> Task details
Could you rewrite every line of the records starting at the line that contains "When you get a chance, could you detect the small" and ending at the line that contains "[238,256,244,297]", adding -65 to each bounding-box coordinate in the answers and keeping all other lines unchanged?

> Records to process
[Start]

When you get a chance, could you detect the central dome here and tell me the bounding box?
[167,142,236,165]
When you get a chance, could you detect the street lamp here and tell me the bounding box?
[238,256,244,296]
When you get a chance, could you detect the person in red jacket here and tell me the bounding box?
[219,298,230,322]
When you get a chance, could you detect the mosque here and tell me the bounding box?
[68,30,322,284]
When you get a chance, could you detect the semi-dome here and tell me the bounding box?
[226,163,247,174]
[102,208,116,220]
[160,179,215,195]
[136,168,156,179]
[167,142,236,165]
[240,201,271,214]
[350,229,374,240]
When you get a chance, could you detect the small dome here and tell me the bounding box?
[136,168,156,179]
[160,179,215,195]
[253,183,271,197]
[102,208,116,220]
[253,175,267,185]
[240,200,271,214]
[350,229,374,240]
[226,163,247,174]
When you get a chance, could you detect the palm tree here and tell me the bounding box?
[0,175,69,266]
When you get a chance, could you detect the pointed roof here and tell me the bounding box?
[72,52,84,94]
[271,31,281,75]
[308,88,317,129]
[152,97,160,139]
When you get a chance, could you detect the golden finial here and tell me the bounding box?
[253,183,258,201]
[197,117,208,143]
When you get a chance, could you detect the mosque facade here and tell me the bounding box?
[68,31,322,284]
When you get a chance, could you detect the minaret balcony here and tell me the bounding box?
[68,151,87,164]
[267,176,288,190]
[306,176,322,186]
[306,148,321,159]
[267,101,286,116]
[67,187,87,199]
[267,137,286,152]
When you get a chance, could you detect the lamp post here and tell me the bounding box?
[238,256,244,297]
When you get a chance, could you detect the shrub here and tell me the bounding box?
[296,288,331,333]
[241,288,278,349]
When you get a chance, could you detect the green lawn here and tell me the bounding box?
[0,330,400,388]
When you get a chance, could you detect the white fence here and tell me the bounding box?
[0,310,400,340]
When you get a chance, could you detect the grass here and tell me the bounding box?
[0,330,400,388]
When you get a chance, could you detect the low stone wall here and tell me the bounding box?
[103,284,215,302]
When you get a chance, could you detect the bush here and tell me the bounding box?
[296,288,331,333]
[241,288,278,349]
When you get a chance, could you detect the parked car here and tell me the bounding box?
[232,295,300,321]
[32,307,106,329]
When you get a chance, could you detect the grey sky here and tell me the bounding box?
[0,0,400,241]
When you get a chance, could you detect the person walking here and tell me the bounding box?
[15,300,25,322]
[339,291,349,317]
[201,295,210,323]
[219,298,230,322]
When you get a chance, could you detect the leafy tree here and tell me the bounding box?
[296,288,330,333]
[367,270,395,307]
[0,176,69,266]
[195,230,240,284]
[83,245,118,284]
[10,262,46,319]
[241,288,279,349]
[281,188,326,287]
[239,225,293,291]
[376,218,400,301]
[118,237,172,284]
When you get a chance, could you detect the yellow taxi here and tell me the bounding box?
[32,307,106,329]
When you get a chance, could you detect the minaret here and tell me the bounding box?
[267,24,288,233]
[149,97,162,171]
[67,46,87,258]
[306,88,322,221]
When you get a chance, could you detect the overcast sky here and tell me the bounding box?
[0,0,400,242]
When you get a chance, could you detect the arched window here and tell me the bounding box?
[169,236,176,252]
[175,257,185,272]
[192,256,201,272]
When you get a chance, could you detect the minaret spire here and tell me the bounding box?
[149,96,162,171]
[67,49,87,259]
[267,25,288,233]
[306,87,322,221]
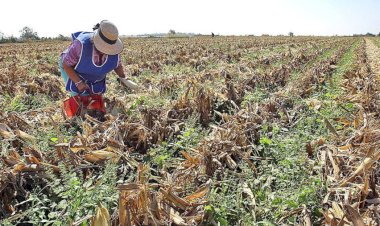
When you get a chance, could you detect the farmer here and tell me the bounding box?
[59,20,125,116]
[59,20,125,96]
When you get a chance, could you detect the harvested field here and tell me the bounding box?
[0,37,380,226]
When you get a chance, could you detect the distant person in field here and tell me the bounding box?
[59,20,125,96]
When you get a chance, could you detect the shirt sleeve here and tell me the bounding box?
[116,54,123,68]
[62,40,82,67]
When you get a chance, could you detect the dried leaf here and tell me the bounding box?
[344,205,365,226]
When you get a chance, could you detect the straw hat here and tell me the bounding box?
[93,20,123,55]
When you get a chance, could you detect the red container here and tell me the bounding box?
[63,94,106,118]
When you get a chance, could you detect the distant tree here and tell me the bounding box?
[20,27,40,40]
[55,34,70,41]
[365,32,376,37]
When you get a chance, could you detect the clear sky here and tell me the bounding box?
[0,0,380,37]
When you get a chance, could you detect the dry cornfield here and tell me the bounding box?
[0,37,380,226]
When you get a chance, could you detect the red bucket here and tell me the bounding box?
[63,94,106,118]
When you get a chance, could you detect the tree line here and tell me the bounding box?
[0,26,70,43]
[0,26,380,43]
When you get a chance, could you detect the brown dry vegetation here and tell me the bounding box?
[0,37,380,225]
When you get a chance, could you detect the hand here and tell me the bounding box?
[77,82,90,93]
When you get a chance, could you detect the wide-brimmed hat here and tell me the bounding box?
[93,20,123,55]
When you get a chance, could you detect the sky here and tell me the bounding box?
[0,0,380,37]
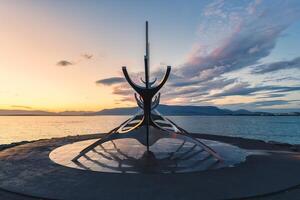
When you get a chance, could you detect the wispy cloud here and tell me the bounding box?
[56,53,93,67]
[96,77,125,85]
[81,53,93,60]
[56,60,74,67]
[252,57,300,74]
[10,105,32,109]
[98,0,300,107]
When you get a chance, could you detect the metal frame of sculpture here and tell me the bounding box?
[72,22,222,162]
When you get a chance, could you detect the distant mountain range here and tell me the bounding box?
[0,105,300,116]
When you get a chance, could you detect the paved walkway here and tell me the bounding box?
[0,135,300,200]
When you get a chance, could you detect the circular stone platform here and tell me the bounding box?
[50,138,260,173]
[0,135,300,200]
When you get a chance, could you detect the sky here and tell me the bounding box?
[0,0,300,111]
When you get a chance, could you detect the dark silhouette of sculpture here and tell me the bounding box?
[73,22,222,161]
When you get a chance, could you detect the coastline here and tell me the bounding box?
[0,133,300,152]
[0,133,300,200]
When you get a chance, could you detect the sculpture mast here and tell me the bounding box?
[144,21,151,152]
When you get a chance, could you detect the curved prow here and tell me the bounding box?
[122,66,143,93]
[134,93,144,109]
[140,78,157,86]
[155,66,171,92]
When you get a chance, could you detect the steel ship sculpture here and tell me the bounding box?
[72,21,222,162]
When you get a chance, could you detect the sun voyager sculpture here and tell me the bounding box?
[72,21,222,166]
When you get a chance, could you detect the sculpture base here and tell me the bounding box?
[0,134,300,200]
[50,138,254,173]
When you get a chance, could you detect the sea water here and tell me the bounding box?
[0,116,300,144]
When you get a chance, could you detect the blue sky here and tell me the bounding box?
[0,0,300,110]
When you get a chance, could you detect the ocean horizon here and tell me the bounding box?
[0,115,300,144]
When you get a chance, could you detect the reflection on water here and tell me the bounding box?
[50,138,253,173]
[0,116,300,144]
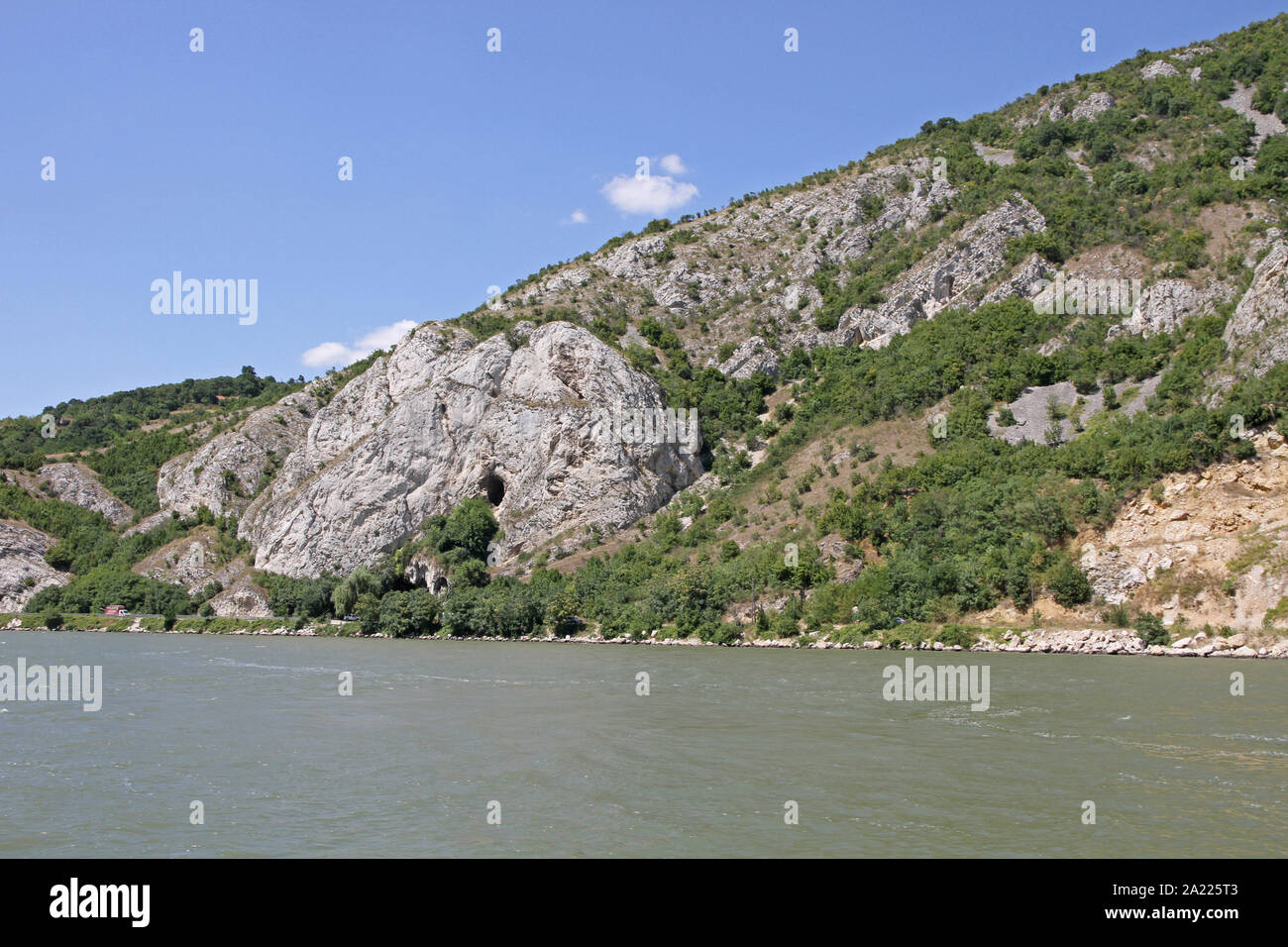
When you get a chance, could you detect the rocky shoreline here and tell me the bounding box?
[0,618,1288,659]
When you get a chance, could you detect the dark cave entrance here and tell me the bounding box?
[480,473,505,506]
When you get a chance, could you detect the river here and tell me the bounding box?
[0,631,1288,857]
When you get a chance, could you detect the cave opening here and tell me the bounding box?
[480,473,505,506]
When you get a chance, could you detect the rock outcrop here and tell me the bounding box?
[20,463,134,526]
[1140,59,1181,78]
[709,335,778,378]
[240,322,702,576]
[1081,432,1288,630]
[0,519,69,612]
[1223,240,1288,385]
[210,574,273,618]
[1105,279,1232,342]
[836,194,1046,348]
[158,390,318,517]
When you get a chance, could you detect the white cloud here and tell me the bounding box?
[657,155,690,174]
[601,173,698,217]
[300,320,416,368]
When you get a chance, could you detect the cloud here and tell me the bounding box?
[657,155,690,174]
[601,173,698,217]
[300,320,416,368]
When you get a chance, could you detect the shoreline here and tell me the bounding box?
[0,618,1288,659]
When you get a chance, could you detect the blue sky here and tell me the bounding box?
[0,0,1278,416]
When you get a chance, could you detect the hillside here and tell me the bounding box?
[0,16,1288,652]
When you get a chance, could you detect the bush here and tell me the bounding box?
[1047,558,1091,608]
[1136,612,1172,647]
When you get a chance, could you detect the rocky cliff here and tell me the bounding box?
[0,519,68,612]
[241,322,702,576]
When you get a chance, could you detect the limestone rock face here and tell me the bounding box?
[1069,91,1115,121]
[836,194,1046,348]
[1105,279,1231,342]
[240,322,702,576]
[0,519,69,612]
[158,391,318,517]
[36,464,134,526]
[980,254,1055,303]
[1140,59,1181,78]
[712,335,778,378]
[1224,240,1288,377]
[210,575,273,618]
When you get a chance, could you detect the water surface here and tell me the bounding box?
[0,631,1288,857]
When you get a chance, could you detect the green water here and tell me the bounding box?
[0,631,1288,857]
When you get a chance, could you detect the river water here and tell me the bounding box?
[0,631,1288,857]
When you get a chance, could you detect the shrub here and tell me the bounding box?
[1136,612,1172,646]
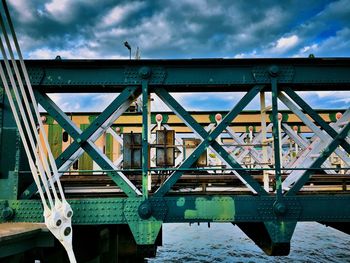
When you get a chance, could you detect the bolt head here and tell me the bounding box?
[269,65,280,77]
[138,201,152,219]
[139,67,152,79]
[215,113,222,122]
[56,219,62,227]
[2,207,15,220]
[273,202,287,215]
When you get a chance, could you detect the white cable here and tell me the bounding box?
[0,0,76,263]
[0,14,59,205]
[0,34,54,208]
[0,63,49,211]
[3,1,66,203]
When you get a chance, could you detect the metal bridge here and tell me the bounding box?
[0,58,350,262]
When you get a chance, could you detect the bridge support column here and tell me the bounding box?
[237,221,296,256]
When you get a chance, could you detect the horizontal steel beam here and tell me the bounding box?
[16,58,350,92]
[0,195,350,224]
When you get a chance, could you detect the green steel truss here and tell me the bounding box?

[End]

> Exercise result
When you get a chance, could you detect the small dome here and tell me the bounding box?
[71,103,91,114]
[95,114,150,130]
[188,118,206,132]
[37,143,51,155]
[188,110,202,120]
[175,135,206,149]
[285,164,309,175]
[161,98,182,109]
When you get a chance, could you detect the palm tree here and tell me the bounding box?
[-65,110,4,201]
When you get a chance, could you detect the pointed roof here and tell me the bounding box?
[7,-13,19,29]
[206,-34,216,10]
[243,23,252,64]
[87,32,95,74]
When you get a chance, could you detect the golden finial here and tell me the bounding box?
[188,118,193,136]
[132,52,143,78]
When you get a chance, could you detect the mosque facade here and tell me the bounding box?
[3,-34,257,219]
When you get a chance, could you detect the minaret balcony here and tell me the bounding box?
[3,86,22,99]
[202,111,223,125]
[241,111,257,121]
[241,83,256,94]
[202,36,221,51]
[2,122,22,134]
[202,72,221,87]
When you get a chance, could you detect the lamp post here and tell me the bounding box?
[173,191,179,232]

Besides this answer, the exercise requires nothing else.